◆ To do ◆
Rewrite the records from the line containing "target: dense vegetation" through the line containing "[0,42,340,157]", inclusive, adding 69 to every bounding box coordinate.

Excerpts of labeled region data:
>> Begin

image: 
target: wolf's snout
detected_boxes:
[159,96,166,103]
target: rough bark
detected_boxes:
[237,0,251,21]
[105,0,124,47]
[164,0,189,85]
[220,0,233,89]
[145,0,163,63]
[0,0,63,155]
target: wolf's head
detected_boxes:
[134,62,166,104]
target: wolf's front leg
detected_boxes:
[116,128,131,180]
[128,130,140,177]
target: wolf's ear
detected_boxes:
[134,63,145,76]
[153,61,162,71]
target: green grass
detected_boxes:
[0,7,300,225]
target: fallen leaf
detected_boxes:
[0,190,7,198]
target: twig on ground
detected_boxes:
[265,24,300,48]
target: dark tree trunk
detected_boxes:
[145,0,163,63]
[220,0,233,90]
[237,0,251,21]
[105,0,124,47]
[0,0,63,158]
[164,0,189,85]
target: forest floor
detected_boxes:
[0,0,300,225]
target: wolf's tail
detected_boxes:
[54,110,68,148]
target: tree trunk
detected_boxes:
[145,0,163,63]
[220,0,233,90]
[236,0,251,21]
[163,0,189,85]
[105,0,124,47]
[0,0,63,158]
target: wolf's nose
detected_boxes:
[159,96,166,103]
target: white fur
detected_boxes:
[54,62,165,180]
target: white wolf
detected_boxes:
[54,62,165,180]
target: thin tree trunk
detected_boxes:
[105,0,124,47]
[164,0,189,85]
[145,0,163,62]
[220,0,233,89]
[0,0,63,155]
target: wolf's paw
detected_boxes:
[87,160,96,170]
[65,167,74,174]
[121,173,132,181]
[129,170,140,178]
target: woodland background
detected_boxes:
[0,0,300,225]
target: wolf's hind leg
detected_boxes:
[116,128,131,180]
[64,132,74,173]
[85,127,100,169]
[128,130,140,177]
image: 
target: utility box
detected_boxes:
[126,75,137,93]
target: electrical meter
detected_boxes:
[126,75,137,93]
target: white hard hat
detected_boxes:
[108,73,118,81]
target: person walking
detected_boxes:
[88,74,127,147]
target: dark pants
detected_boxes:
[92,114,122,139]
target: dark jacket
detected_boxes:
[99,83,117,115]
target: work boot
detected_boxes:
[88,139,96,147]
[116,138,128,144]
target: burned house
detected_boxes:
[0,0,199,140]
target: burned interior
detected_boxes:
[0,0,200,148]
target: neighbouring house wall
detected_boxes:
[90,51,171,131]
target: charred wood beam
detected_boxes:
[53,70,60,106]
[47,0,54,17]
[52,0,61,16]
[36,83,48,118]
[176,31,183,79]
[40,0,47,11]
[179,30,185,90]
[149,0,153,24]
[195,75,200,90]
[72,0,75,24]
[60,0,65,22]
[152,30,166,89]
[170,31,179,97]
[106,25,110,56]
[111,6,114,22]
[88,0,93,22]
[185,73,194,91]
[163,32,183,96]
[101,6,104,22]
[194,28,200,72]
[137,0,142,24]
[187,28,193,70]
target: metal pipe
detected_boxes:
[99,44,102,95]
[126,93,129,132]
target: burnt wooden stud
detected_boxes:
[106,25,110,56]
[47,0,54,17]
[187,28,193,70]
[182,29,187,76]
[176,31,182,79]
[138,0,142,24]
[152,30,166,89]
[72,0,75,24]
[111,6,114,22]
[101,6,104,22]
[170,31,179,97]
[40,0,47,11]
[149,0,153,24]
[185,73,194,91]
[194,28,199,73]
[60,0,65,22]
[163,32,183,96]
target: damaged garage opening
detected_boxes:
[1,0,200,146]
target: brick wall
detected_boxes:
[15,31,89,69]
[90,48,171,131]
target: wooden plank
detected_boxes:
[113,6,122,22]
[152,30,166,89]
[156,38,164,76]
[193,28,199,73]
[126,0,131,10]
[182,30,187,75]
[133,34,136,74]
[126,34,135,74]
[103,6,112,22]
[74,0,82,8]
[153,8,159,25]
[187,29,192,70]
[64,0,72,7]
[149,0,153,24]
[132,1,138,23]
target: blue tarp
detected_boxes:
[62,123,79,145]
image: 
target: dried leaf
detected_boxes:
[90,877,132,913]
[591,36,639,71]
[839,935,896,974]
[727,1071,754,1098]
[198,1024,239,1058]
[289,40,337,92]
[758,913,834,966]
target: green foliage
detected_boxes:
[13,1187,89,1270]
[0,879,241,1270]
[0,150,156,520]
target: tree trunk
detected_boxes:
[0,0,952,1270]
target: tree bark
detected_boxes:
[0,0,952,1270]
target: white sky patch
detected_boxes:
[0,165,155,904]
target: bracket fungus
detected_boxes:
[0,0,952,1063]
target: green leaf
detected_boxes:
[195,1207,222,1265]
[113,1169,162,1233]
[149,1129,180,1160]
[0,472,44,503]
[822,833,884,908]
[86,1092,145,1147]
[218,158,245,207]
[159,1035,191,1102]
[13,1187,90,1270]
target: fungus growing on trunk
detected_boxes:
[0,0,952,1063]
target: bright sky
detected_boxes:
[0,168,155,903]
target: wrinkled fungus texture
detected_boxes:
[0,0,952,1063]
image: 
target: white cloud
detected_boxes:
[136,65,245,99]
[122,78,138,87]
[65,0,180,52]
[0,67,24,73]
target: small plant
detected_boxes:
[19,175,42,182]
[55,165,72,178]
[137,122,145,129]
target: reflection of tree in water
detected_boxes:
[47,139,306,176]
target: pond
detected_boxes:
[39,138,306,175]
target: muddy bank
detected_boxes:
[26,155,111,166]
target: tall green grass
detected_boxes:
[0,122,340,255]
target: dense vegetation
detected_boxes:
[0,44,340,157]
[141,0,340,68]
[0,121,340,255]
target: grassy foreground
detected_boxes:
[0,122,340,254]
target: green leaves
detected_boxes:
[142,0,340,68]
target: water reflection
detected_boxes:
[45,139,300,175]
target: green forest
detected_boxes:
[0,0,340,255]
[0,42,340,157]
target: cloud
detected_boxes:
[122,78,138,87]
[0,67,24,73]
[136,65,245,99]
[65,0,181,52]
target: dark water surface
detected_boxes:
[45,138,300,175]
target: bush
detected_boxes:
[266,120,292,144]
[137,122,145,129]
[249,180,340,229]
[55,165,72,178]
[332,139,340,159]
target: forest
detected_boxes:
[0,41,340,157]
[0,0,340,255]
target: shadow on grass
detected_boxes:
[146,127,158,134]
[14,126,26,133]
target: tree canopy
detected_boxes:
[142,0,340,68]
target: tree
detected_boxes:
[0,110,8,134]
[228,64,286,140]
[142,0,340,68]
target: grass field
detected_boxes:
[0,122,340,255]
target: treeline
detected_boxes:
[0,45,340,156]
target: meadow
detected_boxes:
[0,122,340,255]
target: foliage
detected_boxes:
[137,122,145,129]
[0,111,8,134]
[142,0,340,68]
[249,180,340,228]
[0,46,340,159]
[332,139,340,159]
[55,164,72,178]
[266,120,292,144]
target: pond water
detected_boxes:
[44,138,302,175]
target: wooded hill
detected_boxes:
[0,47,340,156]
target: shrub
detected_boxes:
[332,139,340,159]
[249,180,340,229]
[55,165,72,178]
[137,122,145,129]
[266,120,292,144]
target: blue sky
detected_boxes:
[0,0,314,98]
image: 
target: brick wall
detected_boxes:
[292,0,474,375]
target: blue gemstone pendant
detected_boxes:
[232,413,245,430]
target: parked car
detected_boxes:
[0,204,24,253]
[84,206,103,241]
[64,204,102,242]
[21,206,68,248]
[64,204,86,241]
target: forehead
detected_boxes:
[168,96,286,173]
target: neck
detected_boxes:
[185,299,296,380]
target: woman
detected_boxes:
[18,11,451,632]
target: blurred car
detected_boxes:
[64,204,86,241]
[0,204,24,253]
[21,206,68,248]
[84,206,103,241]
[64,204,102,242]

>> End

◆ Exercise answer ◆
target: dense vegetation
detected_boxes:
[69,113,409,226]
[210,69,409,137]
[69,190,409,324]
target: grassy foreground
detected_boxes:
[69,191,409,323]
target: green leaves
detected_boxes:
[211,69,409,137]
target: water reflection
detected_boxes:
[114,208,369,244]
target: green forest
detected_boxes:
[69,69,409,324]
[69,111,409,226]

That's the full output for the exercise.